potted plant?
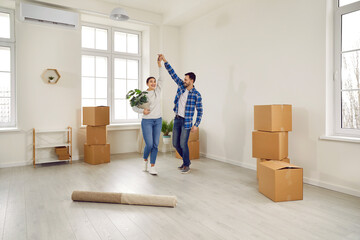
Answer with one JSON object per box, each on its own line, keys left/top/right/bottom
{"left": 126, "top": 89, "right": 149, "bottom": 109}
{"left": 161, "top": 119, "right": 174, "bottom": 144}
{"left": 48, "top": 76, "right": 55, "bottom": 83}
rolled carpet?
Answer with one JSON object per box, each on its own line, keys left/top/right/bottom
{"left": 71, "top": 191, "right": 122, "bottom": 204}
{"left": 71, "top": 191, "right": 177, "bottom": 208}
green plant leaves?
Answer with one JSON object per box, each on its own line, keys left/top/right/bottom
{"left": 168, "top": 119, "right": 174, "bottom": 133}
{"left": 161, "top": 120, "right": 168, "bottom": 135}
{"left": 161, "top": 119, "right": 174, "bottom": 136}
{"left": 126, "top": 89, "right": 148, "bottom": 107}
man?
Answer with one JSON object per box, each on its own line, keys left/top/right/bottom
{"left": 160, "top": 54, "right": 203, "bottom": 174}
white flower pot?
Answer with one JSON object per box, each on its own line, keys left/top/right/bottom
{"left": 163, "top": 135, "right": 171, "bottom": 144}
{"left": 138, "top": 102, "right": 150, "bottom": 109}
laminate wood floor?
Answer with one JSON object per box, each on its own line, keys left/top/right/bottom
{"left": 0, "top": 153, "right": 359, "bottom": 240}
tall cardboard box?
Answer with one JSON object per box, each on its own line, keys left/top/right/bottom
{"left": 86, "top": 126, "right": 107, "bottom": 145}
{"left": 254, "top": 105, "right": 292, "bottom": 132}
{"left": 257, "top": 158, "right": 290, "bottom": 179}
{"left": 188, "top": 129, "right": 199, "bottom": 142}
{"left": 83, "top": 106, "right": 110, "bottom": 126}
{"left": 252, "top": 131, "right": 288, "bottom": 159}
{"left": 258, "top": 160, "right": 303, "bottom": 202}
{"left": 84, "top": 144, "right": 110, "bottom": 165}
{"left": 176, "top": 140, "right": 200, "bottom": 160}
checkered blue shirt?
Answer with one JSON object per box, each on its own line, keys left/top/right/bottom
{"left": 165, "top": 62, "right": 203, "bottom": 129}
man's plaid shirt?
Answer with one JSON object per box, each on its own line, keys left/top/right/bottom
{"left": 164, "top": 62, "right": 203, "bottom": 129}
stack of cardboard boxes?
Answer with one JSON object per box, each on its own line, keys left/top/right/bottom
{"left": 175, "top": 129, "right": 200, "bottom": 160}
{"left": 83, "top": 106, "right": 110, "bottom": 165}
{"left": 252, "top": 105, "right": 303, "bottom": 202}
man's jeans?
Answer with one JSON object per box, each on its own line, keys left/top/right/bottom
{"left": 172, "top": 116, "right": 191, "bottom": 167}
{"left": 141, "top": 117, "right": 162, "bottom": 164}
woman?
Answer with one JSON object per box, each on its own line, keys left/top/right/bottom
{"left": 132, "top": 55, "right": 164, "bottom": 175}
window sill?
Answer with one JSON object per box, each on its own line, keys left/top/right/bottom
{"left": 0, "top": 128, "right": 21, "bottom": 133}
{"left": 108, "top": 123, "right": 141, "bottom": 131}
{"left": 319, "top": 135, "right": 360, "bottom": 143}
{"left": 80, "top": 123, "right": 140, "bottom": 131}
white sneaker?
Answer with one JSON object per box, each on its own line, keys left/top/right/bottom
{"left": 149, "top": 166, "right": 158, "bottom": 175}
{"left": 143, "top": 161, "right": 149, "bottom": 172}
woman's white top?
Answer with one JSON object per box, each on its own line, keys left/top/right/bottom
{"left": 132, "top": 66, "right": 164, "bottom": 119}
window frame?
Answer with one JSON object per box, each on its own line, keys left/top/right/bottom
{"left": 0, "top": 8, "right": 16, "bottom": 128}
{"left": 0, "top": 7, "right": 15, "bottom": 42}
{"left": 81, "top": 24, "right": 111, "bottom": 53}
{"left": 111, "top": 27, "right": 142, "bottom": 124}
{"left": 81, "top": 22, "right": 142, "bottom": 125}
{"left": 334, "top": 0, "right": 360, "bottom": 137}
{"left": 81, "top": 52, "right": 112, "bottom": 107}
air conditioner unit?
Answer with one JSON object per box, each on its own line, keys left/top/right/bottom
{"left": 20, "top": 2, "right": 79, "bottom": 28}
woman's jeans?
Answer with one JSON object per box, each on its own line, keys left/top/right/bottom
{"left": 172, "top": 116, "right": 191, "bottom": 167}
{"left": 141, "top": 117, "right": 162, "bottom": 164}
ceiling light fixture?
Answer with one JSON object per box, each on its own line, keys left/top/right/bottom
{"left": 110, "top": 7, "right": 129, "bottom": 21}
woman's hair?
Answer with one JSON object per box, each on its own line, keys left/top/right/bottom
{"left": 146, "top": 77, "right": 156, "bottom": 84}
_ _ _ _
*WHAT THIS TASK INVOLVES*:
Using the listing above, state the count of lines that include "woman" and nothing else.

*COMPLETED EXERCISE*:
4